*Task brief*.
All entries given below are to be returned word for word.

*Material for this task*.
BEGIN

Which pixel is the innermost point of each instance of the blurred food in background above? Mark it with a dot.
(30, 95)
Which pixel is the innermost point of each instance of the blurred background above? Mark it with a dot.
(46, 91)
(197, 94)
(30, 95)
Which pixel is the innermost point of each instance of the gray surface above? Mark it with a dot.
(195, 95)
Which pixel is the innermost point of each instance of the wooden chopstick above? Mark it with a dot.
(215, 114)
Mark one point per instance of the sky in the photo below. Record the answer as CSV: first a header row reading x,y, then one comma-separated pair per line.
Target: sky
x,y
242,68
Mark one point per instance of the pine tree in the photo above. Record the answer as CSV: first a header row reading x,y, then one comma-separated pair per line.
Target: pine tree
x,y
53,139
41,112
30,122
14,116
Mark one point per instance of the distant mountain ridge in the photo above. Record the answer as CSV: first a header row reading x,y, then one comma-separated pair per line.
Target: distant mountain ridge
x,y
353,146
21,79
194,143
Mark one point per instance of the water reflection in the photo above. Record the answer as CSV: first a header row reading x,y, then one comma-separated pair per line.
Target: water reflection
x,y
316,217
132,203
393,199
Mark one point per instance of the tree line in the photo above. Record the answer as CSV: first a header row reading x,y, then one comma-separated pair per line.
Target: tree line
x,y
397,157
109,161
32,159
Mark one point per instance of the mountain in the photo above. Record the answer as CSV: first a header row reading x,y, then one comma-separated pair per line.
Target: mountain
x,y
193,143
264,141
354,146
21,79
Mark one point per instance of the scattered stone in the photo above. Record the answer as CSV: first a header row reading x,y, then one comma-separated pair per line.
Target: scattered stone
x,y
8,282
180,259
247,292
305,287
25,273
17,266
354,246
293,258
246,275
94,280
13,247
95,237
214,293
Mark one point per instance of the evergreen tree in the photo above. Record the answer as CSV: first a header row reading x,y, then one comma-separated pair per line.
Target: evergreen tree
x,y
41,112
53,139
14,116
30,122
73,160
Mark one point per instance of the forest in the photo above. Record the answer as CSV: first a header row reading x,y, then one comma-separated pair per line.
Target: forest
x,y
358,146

END

*Task result*.
Which pixel is the innermost point of each instance of the blurred food in background above? Mark it with a dot.
(30, 95)
Which pixel is the innermost point of each instance of the blurred background above? Mark it with a dot.
(46, 91)
(197, 94)
(30, 95)
Which pixel is the innermost point of each instance of the gray surface above? Mark it with a dot.
(195, 95)
Which pixel is the innermost point of each instance of the wooden chopstick above? Mark it with a dot.
(215, 114)
Mark one point per instance of the sky in the photo below. Record the answer as CSV: first a header row reading x,y, then one comma-separated pair per line.
Target: sky
x,y
242,68
Mark one point per instance of the pine tree in the photo above. Record the answer as CSV: first a header row reading x,y, then one comma-separated pair per line.
Target: pine tree
x,y
53,139
41,112
30,122
14,116
Mark one point per instance of the distant mountain ridge in the photo above. Record the answer as CSV: first a header row reading x,y, then one comma-separated pair per line.
Target: distant mountain ridge
x,y
353,146
21,79
194,143
Mark one point per instance of the water reflection in the photo above. Record the answer as CSV: first a header row reading x,y, then one comma-separated pair per line.
Target: water reflection
x,y
316,217
132,203
393,199
Mark one point per instance of the tree line in the photo above. Record the answer as CSV: first a header row reading x,y, then one comma-separated pair per line.
Target: tree line
x,y
397,157
109,161
32,159
Mark one point per instance of the mountain in the photo above. Record the answer as CSV: first a header row reading x,y, then one comma-separated pair per line.
Target: mountain
x,y
193,143
264,141
354,146
21,79
Mark one point per instance of the scattered stone in the photo above. Record the answer as CSV: first a header row reading x,y, then one comma-separated pair per line.
Target: scattered stone
x,y
8,282
180,259
247,292
305,287
25,273
17,266
354,246
293,258
246,275
94,280
13,247
95,237
214,293
Mark one point per instance of the evergreen tree in the photo above. Record the answer as CSV: first a header row reading x,y, then one comma-separated pair per line.
Target: evergreen tree
x,y
41,112
53,139
14,116
30,122
73,160
Mark one point per instance of the forest in the photo above. Record the answer as CSV: first a header row reading x,y, then one comma-separated pair per line.
Target: forest
x,y
358,146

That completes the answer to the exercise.